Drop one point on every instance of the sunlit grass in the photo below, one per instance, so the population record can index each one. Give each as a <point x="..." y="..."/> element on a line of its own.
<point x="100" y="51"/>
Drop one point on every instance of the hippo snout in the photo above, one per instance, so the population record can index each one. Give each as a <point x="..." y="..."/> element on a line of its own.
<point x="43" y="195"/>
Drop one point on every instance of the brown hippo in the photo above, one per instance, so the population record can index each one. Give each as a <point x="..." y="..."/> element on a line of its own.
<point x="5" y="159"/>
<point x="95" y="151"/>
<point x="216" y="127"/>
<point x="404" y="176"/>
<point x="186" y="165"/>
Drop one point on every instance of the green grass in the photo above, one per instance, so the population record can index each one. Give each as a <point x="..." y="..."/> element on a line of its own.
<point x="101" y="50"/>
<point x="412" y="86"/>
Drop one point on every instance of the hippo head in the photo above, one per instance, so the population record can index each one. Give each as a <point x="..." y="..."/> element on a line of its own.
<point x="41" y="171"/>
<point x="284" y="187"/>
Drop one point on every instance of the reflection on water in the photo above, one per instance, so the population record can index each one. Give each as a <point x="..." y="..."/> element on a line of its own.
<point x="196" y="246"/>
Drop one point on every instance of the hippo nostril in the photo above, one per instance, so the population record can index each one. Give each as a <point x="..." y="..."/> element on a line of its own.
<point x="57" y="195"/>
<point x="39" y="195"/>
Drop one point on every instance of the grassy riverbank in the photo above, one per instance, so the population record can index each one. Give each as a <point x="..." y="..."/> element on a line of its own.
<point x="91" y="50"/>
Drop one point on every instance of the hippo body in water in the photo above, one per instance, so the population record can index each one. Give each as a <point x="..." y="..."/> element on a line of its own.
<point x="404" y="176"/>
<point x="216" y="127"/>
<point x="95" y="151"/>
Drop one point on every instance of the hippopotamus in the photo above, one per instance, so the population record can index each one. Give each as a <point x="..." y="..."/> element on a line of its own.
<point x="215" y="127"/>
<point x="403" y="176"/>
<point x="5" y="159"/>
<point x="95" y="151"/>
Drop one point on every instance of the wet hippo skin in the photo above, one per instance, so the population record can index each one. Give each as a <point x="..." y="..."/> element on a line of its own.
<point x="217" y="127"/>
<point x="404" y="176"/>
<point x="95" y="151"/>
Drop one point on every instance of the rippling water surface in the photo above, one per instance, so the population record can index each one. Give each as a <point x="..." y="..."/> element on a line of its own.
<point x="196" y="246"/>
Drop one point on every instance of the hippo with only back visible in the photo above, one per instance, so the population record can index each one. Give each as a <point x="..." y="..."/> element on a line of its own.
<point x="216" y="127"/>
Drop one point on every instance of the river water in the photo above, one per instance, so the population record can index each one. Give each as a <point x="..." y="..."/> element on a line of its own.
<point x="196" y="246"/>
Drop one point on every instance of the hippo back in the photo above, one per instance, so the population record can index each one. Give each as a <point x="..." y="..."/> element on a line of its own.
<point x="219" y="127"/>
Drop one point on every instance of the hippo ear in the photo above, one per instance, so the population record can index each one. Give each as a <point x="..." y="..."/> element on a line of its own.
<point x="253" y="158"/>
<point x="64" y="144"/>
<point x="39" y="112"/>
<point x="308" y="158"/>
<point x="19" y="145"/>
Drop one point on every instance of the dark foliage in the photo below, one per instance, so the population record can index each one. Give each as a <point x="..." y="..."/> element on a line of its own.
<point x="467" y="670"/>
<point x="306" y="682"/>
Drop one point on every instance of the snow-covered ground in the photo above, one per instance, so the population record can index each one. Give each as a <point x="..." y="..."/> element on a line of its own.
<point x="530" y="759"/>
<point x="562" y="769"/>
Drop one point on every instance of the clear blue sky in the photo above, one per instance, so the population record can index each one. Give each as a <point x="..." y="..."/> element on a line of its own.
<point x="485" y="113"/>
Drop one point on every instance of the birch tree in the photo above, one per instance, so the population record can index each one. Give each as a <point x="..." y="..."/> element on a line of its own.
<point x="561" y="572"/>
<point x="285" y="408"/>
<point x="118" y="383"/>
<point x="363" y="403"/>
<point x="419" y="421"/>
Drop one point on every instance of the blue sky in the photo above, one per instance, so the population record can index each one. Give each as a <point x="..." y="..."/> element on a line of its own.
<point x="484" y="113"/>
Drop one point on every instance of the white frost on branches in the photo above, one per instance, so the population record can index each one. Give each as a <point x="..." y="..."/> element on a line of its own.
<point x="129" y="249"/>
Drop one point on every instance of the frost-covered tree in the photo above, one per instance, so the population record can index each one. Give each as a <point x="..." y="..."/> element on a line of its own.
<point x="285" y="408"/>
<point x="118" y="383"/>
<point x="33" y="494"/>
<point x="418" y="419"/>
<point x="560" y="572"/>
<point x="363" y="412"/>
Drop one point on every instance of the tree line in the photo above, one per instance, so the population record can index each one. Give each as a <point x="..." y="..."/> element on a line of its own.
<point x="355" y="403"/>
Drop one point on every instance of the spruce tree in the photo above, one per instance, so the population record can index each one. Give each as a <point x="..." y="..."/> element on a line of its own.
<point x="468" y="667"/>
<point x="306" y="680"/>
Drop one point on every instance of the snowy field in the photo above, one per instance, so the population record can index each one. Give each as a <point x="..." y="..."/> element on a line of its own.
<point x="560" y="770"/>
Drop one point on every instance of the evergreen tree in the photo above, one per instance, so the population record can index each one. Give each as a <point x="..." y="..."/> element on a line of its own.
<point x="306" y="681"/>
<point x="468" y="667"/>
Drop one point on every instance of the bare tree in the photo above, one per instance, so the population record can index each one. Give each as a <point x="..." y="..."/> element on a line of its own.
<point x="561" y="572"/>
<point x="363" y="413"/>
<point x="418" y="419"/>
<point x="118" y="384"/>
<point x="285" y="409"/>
__________________________________________________
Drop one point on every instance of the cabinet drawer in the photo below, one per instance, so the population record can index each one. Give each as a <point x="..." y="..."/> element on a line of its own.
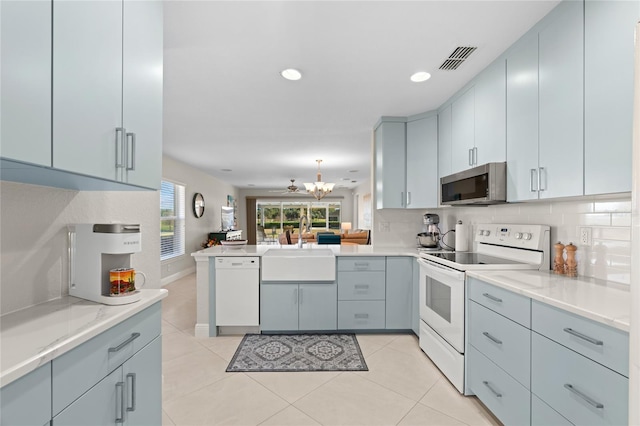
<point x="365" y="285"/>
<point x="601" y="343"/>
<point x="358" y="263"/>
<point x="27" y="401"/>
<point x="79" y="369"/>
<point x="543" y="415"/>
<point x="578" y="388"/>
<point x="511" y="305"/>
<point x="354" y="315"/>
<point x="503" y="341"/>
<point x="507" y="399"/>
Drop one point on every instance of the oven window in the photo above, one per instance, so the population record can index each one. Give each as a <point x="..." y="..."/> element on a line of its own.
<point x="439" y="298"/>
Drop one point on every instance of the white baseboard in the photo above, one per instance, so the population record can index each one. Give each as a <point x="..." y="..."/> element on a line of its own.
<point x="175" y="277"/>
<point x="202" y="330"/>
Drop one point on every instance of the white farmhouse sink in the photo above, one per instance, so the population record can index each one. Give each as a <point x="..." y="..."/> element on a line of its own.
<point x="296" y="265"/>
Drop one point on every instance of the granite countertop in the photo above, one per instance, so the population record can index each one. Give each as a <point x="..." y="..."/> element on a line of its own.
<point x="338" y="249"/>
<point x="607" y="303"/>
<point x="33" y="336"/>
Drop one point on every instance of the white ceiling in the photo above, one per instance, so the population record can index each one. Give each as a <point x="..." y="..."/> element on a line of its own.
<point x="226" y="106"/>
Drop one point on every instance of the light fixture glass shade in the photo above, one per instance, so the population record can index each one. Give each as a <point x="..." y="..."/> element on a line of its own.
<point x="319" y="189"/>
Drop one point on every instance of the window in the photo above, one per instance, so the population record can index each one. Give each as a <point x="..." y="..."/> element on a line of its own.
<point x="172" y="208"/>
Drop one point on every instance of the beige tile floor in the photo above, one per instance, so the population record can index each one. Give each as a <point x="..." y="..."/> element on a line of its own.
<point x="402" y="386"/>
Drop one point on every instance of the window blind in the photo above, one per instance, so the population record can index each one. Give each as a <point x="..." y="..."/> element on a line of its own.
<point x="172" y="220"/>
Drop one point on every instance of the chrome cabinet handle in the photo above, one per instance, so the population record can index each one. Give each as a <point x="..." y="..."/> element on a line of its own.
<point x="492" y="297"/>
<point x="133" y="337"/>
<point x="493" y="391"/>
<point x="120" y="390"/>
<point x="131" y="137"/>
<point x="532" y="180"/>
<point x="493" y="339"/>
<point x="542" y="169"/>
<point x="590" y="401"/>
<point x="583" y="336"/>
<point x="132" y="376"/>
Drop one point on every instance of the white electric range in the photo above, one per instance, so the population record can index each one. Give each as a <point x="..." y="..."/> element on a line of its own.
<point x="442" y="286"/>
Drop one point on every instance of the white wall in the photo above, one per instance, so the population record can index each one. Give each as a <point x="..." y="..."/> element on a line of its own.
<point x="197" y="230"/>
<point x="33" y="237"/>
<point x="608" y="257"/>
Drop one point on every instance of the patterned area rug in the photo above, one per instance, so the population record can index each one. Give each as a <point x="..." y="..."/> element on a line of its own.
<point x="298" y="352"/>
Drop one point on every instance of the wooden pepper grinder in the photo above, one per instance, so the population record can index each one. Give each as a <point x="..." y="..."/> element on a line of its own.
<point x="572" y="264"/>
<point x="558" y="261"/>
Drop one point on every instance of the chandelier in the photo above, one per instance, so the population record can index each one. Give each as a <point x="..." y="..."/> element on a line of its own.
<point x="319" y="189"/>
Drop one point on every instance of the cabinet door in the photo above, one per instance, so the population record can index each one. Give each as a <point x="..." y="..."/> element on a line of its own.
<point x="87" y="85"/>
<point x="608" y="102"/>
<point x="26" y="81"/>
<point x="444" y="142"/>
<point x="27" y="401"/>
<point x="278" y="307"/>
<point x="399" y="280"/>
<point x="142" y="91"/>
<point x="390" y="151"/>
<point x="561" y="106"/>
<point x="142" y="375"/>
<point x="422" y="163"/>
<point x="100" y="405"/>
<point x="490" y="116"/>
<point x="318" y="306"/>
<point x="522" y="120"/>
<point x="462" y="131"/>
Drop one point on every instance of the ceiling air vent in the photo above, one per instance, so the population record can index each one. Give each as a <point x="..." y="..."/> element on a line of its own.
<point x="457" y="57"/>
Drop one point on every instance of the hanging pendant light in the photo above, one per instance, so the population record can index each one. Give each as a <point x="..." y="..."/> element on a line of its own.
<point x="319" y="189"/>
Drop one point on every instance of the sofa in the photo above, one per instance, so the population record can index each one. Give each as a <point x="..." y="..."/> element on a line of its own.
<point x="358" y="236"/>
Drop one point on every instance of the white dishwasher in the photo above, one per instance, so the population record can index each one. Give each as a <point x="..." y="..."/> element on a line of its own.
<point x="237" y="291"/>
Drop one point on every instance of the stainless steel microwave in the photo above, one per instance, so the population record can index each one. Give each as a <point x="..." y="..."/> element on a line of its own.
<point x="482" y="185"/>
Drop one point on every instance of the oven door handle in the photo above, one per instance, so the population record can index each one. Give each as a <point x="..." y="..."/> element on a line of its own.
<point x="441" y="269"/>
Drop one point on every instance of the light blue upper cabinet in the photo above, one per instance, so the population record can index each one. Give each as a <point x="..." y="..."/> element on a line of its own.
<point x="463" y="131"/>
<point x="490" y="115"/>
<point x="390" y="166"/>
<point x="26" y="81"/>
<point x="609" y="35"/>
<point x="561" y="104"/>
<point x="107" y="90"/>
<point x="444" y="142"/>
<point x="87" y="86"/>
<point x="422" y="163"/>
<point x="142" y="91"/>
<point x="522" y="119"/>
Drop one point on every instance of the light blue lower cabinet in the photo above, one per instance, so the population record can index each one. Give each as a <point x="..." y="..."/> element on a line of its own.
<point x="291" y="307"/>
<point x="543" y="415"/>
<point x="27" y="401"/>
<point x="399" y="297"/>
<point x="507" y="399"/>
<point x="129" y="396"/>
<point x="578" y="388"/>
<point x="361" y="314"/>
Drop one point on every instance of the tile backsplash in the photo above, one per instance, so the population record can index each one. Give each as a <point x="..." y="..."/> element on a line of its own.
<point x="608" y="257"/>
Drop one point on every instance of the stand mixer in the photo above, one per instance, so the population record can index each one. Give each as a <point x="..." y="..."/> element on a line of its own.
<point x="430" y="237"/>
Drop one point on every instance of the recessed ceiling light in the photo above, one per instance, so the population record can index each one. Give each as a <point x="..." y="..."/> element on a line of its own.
__________________________________________________
_Activity_. Lines to set down from above: the line with "Drop one point on every instance of the light blue lower", the line with "Drop one point on every instance of the recessed", and every line between, each exactly as written.

_Your solution_.
Drop one point on every instance of the light blue lower cabinet in the photo above, one per instance, so the population record can index each one. Give each as a <point x="..." y="..."/> element on a line of its own.
<point x="291" y="307"/>
<point x="543" y="415"/>
<point x="27" y="401"/>
<point x="399" y="297"/>
<point x="507" y="399"/>
<point x="129" y="396"/>
<point x="578" y="388"/>
<point x="361" y="314"/>
Drop one point on every instance of the tile backsplash in the photo above, one per instance, so the population record can index each one. Give each as a <point x="..." y="..."/> element on a line of its own.
<point x="608" y="257"/>
Drop one point on every instance of the stand mixer in the photo above, one per instance, so the population record can index each one. Give each as a <point x="..." y="..."/> element on a line of its own.
<point x="430" y="237"/>
Drop one point on every instance of the recessed ceiling light in the photo above, one per instance, so the population record can index each one. Give each as a <point x="..." y="..."/> element on a line of its own.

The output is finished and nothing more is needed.